- 本文セクション:
説明

ボールねじの異常判定方法、並びに異常判定装置およびこれを備えた直動駆動装置

【課題】ボールねじの作動時の振動に基づく異常判定において、ボールねじの異常を感度良く判定する。
【解決手段】この異常判定装置10は、ボールねじ4の作動時の振動を測定する振動センサ20と、その振動センサ20で測定した振動信号を濾波するローパスフィルタ30と、そのローパスフィルタ30から出力された振動信号の大きさに基づいてボールねじ4の異常を判定する異常判定部40とを有し、ローパスフィルタ30は、ボールねじ4を構成するナット6の固有振動数以下の振動信号を限って通過させるようになっている。

【発明の詳細な説明】
【技術分野】
【0001】
本発明は、テーブル送り装置等の駆動対象を駆動するボールねじの異常を、ボールねじの作動時の振動に基づいて判定する方法、並びに異常判定装置およびこれを備えた直動駆動装置に関する。
【背景技術】
【0002】
従来、例えば測定対象が転がり軸受などの場合において、その異常を検出する方法として、振動センサ等によって軸受の振動を測定し、その測定された振動信号に基づいて異常を判定する方法が提案されている(例えば特許文献1ないし2参照)。

- 抽出レコード:
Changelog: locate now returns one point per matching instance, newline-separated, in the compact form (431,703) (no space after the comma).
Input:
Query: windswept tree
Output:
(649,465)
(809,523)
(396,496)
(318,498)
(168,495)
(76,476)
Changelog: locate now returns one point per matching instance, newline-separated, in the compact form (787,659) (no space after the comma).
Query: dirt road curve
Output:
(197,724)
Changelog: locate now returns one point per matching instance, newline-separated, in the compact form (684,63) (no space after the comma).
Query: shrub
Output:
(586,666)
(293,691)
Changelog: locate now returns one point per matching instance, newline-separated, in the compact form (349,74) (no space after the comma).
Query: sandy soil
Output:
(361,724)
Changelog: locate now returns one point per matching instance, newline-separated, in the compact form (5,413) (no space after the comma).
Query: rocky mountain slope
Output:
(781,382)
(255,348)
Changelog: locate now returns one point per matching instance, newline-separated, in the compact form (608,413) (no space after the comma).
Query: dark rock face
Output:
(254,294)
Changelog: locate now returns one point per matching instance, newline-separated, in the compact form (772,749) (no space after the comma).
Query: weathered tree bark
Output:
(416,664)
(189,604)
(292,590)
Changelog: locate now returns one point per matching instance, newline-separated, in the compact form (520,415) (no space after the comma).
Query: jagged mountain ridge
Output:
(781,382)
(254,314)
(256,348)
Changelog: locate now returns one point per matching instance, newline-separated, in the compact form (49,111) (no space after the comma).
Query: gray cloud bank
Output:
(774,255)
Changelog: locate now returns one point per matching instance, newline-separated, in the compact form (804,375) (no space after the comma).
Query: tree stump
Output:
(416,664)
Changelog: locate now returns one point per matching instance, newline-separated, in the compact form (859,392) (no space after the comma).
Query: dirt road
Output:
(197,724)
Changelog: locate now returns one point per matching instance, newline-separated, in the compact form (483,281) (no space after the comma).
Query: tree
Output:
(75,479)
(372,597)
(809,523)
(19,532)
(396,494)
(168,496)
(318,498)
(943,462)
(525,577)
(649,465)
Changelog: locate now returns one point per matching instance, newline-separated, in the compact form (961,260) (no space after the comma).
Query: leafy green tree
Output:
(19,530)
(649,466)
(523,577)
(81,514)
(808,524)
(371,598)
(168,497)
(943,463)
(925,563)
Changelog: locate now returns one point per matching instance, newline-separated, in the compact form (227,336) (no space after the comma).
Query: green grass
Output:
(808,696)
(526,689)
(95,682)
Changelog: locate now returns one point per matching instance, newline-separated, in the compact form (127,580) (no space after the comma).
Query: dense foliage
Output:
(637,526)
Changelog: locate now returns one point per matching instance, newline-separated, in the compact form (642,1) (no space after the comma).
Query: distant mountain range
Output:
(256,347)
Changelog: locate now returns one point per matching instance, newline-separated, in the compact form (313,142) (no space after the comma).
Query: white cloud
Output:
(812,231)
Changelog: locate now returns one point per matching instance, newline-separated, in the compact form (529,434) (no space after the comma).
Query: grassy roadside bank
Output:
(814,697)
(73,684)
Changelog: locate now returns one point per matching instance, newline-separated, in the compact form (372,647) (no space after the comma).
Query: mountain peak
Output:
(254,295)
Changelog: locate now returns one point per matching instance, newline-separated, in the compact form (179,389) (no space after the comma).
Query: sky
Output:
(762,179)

- 作業指示:
- 1) ボールねじの異常判定についての文章をもとに、次の問いに答えてください。
(a) 振動センサ20が測定するのは何の振動ですか。
(b) ローパスフィルタ30が通過させるのは、どのような振動信号ですか。
(c) 背景技術の項で、測定対象の例として挙げられているものは何ですか。
- 2) ボールねじの異常判定についての文章を一字も変えずに書き写してください。「ボールねじの異常判定方法、並びに異常判定装置およびこれを備えた直動駆動装置」を含む語句から始め、「ば特許文献1ないし2参照)。」まで書いたら止めてください。
- 3) ボールねじの異常判定についての文章を、示されている最後の文の後から書き継いでください。

- 課題別出力:
- 1)
(a) ボールねじ4の作動時の振動です。
(b) ボールねじ4を構成するナット6の固有振動数以下の振動信号です。
(c) 転がり軸受です。

- 2)
ボールねじの異常判定方法、並びに異常判定装置およびこれを備えた直動駆動装置

【課題】ボールねじの作動時の振動に基づく異常判定において、ボールねじの異常を感度良く判定する。
【解決手段】この異常判定装置10は、ボールねじ4の作動時の振動を測定する振動センサ20と、その振動センサ20で測定した振動信号を濾波するローパスフィルタ30と、そのローパスフィルタ30から出力された振動信号の大きさに基づいてボールねじ4の異常を判定する異常判定部40とを有し、ローパスフィルタ30は、ボールねじ4を構成するナット6の固有振動数以下の振動信号を限って通過させるようになっている。

【発明の詳細な説明】
【技術分野】
【0001】
本発明は、テーブル送り装置等の駆動対象を駆動するボールねじの異常を、ボールねじの作動時の振動に基づいて判定する方法、並びに異常判定装置およびこれを備えた直動駆動装置に関する。
【背景技術】
【0002】
従来、例えば測定対象が転がり軸受などの場合において、その異常を検出する方法として、振動センサ等によって軸受の振動を測定し、その測定された振動信号に基づいて異常を判定する方法が提案されている(例えば特許文献1ないし2参照)。

- 3)
ここで、測定した振動信号を用いて異常を判定する方法としては、振動強度解析によって異常を判定する方法や、振動周波数解析によって異常を判定する方法がある。
【0003】
例えば、振動強度解析によって異常を判定する場合には、一般的に知られた方法として、測定した振動値の大きさの変化を追うことによって異常を判定する方法がある。また、振動周波数解析によって異常を判定する場合には、測定対象が振動することによって発生する振動周波数のうち、幾何学的に計算される周波数(例えば転動体通過振動周波数や転動体自転周波数など)に着目し、その増減をもって異常を判定する方法がある(例えば特許文献3ないし5参照)。
【0004】
また、測定対象に異常が発生した場合には、計算周波数を基本周波数としてその自然数倍の高調波成分にも変化が明確に現れることに基づき、高調波成分の変化を用いて測定対象の異常判定を行う方法もある(例えば特許文献6参照)。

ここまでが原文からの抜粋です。